**Directions:** With the line that contains "Locate the multi-story" as the first line, output exactly every line through the end of the material.

**Data records:**
============

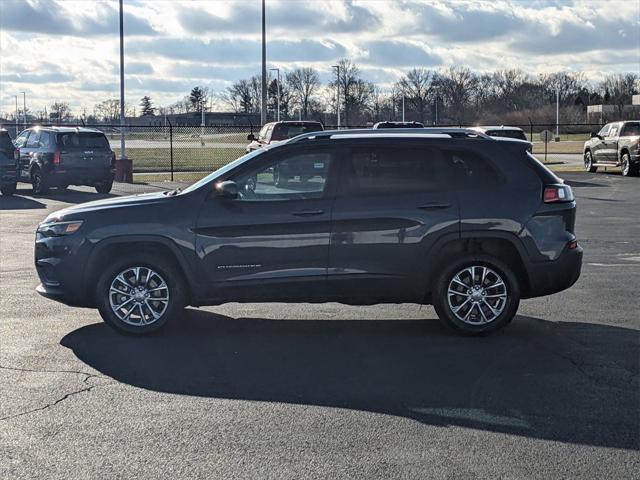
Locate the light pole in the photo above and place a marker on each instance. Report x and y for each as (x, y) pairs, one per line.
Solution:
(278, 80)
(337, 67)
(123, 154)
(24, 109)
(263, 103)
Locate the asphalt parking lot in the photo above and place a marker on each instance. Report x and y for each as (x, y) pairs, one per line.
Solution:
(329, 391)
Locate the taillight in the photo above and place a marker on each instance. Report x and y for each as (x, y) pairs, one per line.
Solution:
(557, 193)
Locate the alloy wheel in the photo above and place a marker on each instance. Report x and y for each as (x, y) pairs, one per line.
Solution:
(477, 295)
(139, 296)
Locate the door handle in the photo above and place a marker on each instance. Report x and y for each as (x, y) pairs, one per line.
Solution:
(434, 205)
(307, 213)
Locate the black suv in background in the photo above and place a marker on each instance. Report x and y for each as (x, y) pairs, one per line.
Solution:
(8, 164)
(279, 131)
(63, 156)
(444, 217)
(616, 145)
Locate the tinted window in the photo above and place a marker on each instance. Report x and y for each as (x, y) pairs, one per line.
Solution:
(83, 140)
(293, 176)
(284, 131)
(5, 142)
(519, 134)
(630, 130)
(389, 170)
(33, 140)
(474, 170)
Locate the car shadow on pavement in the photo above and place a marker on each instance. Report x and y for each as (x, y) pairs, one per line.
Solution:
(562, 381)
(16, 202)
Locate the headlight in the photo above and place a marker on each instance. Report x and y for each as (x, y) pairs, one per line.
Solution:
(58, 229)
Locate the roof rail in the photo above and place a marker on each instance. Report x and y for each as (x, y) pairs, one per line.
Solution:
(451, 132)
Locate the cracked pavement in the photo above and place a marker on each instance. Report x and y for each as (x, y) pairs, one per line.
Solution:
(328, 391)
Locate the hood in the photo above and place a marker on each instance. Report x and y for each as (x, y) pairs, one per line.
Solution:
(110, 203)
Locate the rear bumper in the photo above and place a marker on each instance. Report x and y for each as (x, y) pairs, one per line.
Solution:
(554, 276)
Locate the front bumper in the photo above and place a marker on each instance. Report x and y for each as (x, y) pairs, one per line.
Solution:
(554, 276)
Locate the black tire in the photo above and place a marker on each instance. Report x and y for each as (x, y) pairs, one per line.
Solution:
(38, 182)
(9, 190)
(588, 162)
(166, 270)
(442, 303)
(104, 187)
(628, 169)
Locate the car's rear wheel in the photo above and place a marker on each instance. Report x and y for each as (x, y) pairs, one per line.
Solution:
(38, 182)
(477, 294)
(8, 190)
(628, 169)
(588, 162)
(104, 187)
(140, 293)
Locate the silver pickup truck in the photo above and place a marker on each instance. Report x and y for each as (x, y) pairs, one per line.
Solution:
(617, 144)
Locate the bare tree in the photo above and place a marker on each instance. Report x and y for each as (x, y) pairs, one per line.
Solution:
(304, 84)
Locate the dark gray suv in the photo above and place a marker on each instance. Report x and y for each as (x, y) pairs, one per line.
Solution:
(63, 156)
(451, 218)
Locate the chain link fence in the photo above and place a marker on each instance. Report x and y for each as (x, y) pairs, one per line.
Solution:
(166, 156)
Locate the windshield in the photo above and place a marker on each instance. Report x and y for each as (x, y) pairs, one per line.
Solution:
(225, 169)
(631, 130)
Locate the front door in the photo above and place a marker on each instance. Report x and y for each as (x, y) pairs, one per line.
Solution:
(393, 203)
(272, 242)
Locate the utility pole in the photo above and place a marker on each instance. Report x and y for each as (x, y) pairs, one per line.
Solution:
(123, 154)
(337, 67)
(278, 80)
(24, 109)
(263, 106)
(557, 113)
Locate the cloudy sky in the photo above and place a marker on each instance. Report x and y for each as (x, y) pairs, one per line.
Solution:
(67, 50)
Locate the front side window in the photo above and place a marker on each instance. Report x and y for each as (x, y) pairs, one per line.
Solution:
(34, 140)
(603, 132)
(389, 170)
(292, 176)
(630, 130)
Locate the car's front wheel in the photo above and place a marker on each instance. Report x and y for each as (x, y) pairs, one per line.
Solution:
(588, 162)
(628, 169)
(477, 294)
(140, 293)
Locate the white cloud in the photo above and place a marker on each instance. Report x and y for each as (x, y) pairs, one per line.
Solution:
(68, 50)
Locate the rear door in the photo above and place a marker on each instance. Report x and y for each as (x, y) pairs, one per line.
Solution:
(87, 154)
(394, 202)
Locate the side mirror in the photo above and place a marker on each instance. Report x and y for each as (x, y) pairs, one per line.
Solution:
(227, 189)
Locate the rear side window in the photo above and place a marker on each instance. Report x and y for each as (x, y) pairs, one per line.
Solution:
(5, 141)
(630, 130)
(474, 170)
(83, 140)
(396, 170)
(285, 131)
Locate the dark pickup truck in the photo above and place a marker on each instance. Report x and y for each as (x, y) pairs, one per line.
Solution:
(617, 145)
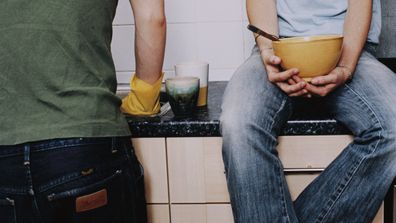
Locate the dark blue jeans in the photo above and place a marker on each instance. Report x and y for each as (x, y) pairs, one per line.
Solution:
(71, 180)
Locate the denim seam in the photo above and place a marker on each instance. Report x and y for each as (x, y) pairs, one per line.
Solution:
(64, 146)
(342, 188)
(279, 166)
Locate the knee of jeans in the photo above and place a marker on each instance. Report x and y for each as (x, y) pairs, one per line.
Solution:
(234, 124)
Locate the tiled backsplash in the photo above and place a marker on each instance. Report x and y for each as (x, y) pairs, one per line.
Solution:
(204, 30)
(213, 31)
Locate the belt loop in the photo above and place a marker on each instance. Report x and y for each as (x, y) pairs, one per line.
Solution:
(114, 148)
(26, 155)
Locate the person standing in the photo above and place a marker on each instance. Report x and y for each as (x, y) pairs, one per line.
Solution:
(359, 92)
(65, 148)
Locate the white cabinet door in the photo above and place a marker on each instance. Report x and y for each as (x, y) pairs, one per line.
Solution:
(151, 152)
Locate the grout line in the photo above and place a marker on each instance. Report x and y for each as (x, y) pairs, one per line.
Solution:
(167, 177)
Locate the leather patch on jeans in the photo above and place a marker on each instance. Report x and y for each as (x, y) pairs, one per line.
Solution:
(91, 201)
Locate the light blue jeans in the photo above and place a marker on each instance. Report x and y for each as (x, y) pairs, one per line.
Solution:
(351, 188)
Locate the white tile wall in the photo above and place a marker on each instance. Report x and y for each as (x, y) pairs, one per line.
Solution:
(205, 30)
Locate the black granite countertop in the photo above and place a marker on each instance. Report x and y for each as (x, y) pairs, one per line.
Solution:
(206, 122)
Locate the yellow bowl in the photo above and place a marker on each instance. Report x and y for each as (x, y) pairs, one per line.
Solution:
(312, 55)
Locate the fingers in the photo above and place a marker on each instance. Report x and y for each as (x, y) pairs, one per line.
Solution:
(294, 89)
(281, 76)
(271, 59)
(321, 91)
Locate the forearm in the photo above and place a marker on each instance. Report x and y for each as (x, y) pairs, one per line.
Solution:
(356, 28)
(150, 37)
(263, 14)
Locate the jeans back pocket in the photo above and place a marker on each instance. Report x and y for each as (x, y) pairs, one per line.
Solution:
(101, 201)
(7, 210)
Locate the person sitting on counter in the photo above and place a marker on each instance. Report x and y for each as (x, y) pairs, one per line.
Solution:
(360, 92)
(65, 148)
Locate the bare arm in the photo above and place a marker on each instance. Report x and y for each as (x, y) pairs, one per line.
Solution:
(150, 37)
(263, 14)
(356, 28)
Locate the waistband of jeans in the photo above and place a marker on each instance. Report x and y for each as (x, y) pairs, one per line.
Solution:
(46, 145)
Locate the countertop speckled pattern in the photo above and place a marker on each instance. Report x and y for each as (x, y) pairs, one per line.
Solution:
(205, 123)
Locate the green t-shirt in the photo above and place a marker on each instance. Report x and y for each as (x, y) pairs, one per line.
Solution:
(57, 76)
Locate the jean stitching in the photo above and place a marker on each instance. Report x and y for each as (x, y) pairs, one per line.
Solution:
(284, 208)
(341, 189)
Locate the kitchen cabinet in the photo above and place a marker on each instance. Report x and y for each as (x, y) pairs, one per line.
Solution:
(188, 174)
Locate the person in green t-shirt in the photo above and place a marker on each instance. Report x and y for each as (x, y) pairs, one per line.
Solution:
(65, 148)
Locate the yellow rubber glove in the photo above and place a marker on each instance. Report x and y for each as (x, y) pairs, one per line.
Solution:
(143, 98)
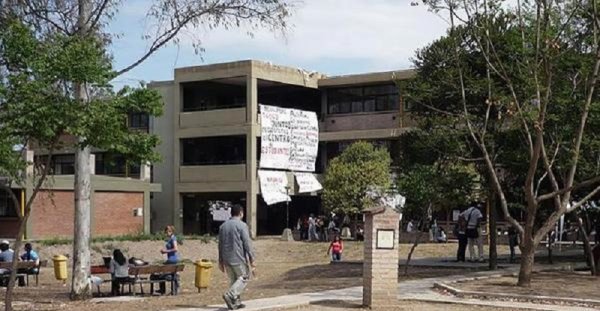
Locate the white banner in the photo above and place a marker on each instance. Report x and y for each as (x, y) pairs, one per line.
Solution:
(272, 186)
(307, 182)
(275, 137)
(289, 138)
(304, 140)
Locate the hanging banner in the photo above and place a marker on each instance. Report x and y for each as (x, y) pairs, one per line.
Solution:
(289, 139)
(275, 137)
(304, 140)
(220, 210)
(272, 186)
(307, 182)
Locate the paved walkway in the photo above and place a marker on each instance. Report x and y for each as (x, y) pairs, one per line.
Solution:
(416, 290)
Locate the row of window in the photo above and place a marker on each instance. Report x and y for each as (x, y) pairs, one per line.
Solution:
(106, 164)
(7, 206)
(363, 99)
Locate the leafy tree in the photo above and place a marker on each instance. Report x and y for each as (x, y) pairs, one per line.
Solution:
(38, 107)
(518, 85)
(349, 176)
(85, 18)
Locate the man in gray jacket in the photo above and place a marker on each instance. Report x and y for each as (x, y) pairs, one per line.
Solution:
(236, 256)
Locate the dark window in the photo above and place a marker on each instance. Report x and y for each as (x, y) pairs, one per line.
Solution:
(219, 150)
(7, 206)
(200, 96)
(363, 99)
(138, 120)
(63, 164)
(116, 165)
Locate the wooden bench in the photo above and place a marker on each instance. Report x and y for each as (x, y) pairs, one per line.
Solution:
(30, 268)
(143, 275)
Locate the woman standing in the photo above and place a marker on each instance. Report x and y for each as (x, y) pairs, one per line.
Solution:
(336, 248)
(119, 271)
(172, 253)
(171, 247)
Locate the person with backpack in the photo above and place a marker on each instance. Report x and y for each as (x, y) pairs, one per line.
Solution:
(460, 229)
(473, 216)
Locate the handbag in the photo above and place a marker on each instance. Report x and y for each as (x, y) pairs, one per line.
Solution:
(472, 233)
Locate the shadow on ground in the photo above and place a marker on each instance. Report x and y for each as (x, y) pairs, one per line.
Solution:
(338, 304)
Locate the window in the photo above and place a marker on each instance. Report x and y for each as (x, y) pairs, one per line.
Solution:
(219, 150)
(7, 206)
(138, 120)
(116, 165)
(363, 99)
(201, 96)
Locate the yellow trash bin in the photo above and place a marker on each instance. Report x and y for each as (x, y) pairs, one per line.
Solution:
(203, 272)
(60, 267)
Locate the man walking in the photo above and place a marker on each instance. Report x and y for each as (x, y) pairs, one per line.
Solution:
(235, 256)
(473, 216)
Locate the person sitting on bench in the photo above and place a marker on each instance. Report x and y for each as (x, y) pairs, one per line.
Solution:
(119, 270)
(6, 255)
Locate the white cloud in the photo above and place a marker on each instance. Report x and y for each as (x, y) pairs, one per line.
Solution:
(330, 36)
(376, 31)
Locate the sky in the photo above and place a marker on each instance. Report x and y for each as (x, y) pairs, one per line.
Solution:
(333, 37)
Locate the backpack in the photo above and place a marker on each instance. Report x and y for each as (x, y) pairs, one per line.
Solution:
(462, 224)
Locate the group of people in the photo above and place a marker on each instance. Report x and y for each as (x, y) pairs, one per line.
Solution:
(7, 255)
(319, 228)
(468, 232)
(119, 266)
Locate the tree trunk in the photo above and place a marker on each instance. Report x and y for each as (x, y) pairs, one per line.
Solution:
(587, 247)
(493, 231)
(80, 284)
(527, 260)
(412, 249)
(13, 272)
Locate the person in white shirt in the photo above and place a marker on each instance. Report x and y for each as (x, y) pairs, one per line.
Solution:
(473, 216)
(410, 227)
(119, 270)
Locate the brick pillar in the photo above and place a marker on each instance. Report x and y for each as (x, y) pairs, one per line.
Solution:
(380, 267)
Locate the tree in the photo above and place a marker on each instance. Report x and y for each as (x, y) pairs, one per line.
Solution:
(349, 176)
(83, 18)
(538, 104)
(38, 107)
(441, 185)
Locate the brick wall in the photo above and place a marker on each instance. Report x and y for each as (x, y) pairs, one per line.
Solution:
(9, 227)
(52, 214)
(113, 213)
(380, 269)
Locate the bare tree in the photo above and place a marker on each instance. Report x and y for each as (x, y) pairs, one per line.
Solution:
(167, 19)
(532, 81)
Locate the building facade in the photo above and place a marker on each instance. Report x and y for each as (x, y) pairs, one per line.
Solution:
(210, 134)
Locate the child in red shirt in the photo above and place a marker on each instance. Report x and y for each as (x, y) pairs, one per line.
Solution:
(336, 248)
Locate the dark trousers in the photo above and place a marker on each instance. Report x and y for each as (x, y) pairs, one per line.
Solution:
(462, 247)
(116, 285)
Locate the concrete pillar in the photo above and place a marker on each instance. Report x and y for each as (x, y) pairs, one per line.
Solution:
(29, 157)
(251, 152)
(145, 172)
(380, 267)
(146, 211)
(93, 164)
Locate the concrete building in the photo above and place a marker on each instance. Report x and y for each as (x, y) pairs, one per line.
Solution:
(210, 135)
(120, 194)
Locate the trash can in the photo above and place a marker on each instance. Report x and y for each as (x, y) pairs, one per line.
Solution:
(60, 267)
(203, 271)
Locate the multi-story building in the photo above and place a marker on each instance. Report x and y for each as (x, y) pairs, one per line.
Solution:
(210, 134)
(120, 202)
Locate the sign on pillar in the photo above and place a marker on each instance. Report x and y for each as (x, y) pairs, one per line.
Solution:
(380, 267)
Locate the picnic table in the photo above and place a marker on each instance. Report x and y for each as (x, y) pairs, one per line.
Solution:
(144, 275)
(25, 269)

============

**Reply:**
Locate the multi-story building in the photo above and place a marker on each instance. Report x and y for each as (x, y) pairs, one per line.
Solution:
(210, 134)
(120, 202)
Locate the sign on pillar in the photo above and place a marker on each instance. Report x and y for each as (x, y) pairs, one per line.
Solution:
(380, 267)
Locate the picnic table in the photo above and place a marker on each instance. Report x and y for each as (x, y) pairs, one per line.
Solution:
(144, 275)
(25, 269)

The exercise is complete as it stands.